-- Requirement 1 --
In the article about Lydia Jones, what is the name of the smartphone app she created?
-- Requirement 2 --
Carry on the article about Lydia Jones from the point where it stops.

Lydia Jones may be young, but she’s already established herself as an entrepreneur.
The 18-year-old shows ambition beyond her years, as she’s the creator of an upcoming smartphone app called Trooops. The app will match users to content, basically providing a personalized feed that goes beyond what typical social media platforms provide.
To promote Trooops, Jones joined a Facebook group for London-based business owners. She was hoping to get some advice from more-experienced business professionals. Unfortunately, she received some unwelcome attention from one of the group’s members.
Jones messaged Vishal Morjaria, asking for connections to startup advisors in London. At first, Morjaria seemed to be responsive and helpful.
Gradually, however, his responses took on a sexist tone.
“How young are you?” Morjaria asked. “Are you single?”
When Jones responded that she wasn’t single, Morjaria dropped this bombshell: “Does your bf not help you?”
Jones is gay—not that her sexuality was important to the conversation in the first place. However, Morjaria pressed on, referring to Jones as “cute” and asking, “So men don’t turn you on at all?”

-- Data extract --

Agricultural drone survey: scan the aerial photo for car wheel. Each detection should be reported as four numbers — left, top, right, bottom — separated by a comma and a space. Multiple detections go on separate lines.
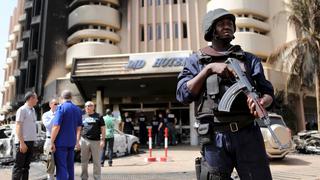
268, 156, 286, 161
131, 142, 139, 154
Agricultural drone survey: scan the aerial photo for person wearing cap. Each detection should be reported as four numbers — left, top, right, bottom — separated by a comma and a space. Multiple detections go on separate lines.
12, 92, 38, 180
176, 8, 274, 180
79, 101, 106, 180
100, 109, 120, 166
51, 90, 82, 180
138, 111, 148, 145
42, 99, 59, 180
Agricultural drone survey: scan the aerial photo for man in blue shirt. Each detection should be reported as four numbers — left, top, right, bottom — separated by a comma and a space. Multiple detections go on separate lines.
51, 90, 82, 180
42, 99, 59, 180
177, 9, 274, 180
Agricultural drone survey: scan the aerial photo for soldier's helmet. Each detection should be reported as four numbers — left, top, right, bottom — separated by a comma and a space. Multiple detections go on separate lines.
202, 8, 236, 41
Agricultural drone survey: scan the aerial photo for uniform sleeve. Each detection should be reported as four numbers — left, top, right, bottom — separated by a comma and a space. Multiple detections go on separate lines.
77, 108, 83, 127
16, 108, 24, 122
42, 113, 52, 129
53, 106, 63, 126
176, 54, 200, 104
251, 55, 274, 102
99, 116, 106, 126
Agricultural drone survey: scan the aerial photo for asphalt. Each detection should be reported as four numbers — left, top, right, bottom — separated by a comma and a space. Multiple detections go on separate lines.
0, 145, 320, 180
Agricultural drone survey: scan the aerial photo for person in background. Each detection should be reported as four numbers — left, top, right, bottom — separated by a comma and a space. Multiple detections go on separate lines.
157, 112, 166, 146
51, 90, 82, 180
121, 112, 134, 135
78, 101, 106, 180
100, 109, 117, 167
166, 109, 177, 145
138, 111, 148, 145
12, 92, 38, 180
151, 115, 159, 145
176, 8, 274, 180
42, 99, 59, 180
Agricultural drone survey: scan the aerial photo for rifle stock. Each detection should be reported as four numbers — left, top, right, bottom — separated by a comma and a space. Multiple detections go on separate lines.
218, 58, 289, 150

--

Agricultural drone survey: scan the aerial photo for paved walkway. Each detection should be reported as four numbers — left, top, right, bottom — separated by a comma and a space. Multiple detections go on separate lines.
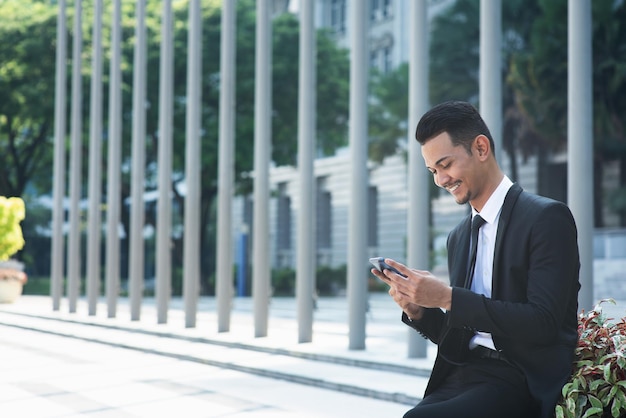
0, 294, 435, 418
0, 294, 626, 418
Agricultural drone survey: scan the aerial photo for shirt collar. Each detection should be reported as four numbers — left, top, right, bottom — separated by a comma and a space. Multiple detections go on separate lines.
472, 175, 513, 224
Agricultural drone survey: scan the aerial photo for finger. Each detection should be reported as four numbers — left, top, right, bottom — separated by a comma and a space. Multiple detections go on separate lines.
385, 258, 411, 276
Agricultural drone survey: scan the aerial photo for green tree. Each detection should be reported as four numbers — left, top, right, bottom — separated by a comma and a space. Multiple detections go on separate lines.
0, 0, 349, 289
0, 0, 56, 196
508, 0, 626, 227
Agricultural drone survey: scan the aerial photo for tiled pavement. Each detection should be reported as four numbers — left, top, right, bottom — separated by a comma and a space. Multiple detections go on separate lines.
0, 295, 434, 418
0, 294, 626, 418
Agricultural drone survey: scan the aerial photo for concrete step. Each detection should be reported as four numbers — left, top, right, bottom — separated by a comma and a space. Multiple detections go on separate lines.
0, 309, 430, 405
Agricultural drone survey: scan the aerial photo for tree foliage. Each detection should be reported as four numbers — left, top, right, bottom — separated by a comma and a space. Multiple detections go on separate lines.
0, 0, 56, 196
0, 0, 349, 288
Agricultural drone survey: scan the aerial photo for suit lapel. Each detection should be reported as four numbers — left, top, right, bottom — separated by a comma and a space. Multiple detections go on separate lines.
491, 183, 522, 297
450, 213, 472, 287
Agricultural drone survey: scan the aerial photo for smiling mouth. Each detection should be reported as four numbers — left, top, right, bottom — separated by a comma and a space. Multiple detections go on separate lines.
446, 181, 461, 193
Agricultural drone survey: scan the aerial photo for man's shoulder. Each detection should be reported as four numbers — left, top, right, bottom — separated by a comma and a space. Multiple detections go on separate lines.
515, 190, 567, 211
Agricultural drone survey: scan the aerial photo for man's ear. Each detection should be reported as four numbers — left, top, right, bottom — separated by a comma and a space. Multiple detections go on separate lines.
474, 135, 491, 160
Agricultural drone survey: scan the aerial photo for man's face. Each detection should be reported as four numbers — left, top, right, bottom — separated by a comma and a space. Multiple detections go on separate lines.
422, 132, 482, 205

* * *

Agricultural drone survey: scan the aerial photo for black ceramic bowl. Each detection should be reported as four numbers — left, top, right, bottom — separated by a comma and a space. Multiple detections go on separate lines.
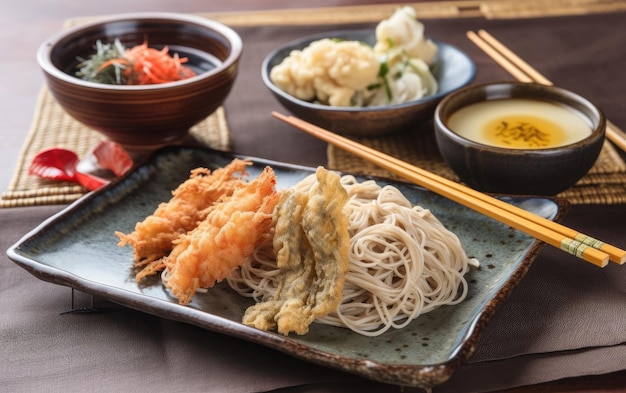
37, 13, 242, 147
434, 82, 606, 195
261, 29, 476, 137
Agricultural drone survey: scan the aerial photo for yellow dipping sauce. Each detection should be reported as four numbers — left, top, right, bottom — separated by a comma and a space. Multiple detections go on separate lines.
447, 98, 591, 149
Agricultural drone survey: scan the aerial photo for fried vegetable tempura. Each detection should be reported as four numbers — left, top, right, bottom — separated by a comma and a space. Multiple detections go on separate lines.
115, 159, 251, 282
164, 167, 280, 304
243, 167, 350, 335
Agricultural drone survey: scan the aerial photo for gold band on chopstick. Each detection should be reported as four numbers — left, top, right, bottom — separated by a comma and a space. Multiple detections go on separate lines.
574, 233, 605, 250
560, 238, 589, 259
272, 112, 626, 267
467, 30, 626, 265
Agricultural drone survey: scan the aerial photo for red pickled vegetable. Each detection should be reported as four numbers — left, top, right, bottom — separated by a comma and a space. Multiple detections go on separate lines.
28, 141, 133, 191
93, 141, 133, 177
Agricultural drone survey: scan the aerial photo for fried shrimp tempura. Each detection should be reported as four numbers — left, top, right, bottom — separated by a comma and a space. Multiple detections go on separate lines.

-- Task output 1 --
Trooops

-- Task output 2 --
Unimpressed by the direction of the conversation, Jones asked Morjaria if he was really a businessman, implying that his responses were unprofessional. Morjaria didn’t seem to get the hint.
“Haha I am [a businessman],” he replied. “I’m also a human being too right? I’m a young successful business man for sure.”
Jones posted the exchange on social media, noting that the London tech scene “needs to wake up.”
Her posts quickly spread, with many responses referencing similar experiences.
“Good for you for shining a light on the sort of thing that happens,” wrote Twitter user Jenny Mulholland.
Currently, the role of women in high-tech fields is an especially sensitive topic. Former Google engineer James Damore was fired in early August for spreading a 3,300-word memo on Google’s diversity policies. The memo included assertions that women aren’t represented well in technology due to biological factors.
That ignited a firestorm of controversy. Google CEO Sundar Pichai condemned parts of the essay, while Damore filed a complaint against the company with the National Labor Relations Board.
“We also strongly support the right of Googlers to express themselves,” Google spokesperson Ty Sheppard stated. ” … But like any workplace that doesn’t mean that anything goes.”
At the same time, female representation in Silicon Valley seems to be getting worse.
According to the 2017 “Startup Outlook” report from Silicon Valley Bank, more than 70 percent of the area’s 941 startups did not have a single female board member in 2017, which is up from 66 percent in 2016.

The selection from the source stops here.